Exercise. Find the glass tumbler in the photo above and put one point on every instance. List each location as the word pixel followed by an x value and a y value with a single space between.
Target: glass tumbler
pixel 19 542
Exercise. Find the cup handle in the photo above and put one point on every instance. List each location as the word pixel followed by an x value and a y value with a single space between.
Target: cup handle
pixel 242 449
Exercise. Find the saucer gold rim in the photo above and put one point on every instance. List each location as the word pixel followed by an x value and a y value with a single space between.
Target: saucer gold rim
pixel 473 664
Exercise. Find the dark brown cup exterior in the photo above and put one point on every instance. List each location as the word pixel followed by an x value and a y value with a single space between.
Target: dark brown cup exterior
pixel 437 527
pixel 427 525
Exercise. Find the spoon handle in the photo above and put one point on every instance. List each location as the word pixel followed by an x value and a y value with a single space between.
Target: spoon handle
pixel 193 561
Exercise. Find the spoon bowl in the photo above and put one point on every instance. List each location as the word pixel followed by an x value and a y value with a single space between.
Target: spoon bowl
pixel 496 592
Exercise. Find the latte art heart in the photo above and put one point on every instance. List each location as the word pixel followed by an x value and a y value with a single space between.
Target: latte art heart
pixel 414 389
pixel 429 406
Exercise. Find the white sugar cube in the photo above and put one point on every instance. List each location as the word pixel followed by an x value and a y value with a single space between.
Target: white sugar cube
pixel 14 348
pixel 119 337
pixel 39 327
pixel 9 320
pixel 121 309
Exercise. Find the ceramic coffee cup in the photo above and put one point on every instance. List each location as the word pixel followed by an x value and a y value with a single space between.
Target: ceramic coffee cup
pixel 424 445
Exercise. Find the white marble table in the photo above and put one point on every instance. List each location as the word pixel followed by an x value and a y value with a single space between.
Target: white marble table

:: Directions ::
Can you put every line of the records above into a numbered list, leaving out any blank lines?

:: Correct response ::
1. Exercise. Find the glass tumbler in the photo above and put one point on every instance. List each location as the word pixel followed by an x value and a y value with a single space between.
2. Target: glass tumbler
3. pixel 19 542
4. Exercise. Find the cup handle in the photo above and put one point on every instance. List each location as the word pixel followed by an x value and a y value with a single space between.
5. Target: cup handle
6. pixel 242 449
7. Exercise. Find the saucer gold rim in the photo above and put one point on every instance. List each location as the word pixel followed by an x value and a y value with a single space between.
8. Target: saucer gold rim
9. pixel 473 664
10. Exercise. Find the dark brown cup exterior in the photo above and put one point on every instance. List each location as the word pixel followed by an x value and a y value with a single space between.
11. Target: dark brown cup exterior
12. pixel 437 527
13. pixel 427 525
14. Exercise. Find the spoon handle in the photo above and put one point on every instance. List each location as the word pixel followed by an x value and a y value with a single space between.
15. Target: spoon handle
16. pixel 193 561
17. Exercise. Find the spoon bowl in the photo above and put one point on every instance. List each location as the word pixel followed by an x value and a y value with a single space between.
18. Target: spoon bowl
19. pixel 496 592
20. Exercise. Find the latte art heart in the photo above and put one point on every instance. List each location as the word pixel followed by an x value and a y value with a single space between.
21. Target: latte art heart
22. pixel 414 389
23. pixel 429 406
24. Exercise. Find the white sugar cube in the photo above and put one point on every instance. List each location as the word pixel followed by an x value and a y value with a single space between.
25. Target: white sugar cube
26. pixel 14 348
27. pixel 119 337
28. pixel 39 327
29. pixel 9 320
30. pixel 121 309
31. Exercise. Find the ceramic coffee cup in the photo above and put one point on every instance. List each location as the word pixel followed by an x value and a y value with a single space between.
32. Target: ceramic coffee cup
33. pixel 424 445
34. Exercise. Find the white marble table in the photo above and put one point on every instance. List each location as the word pixel followed by an x value and a y value with a single space between.
35. Target: white marble table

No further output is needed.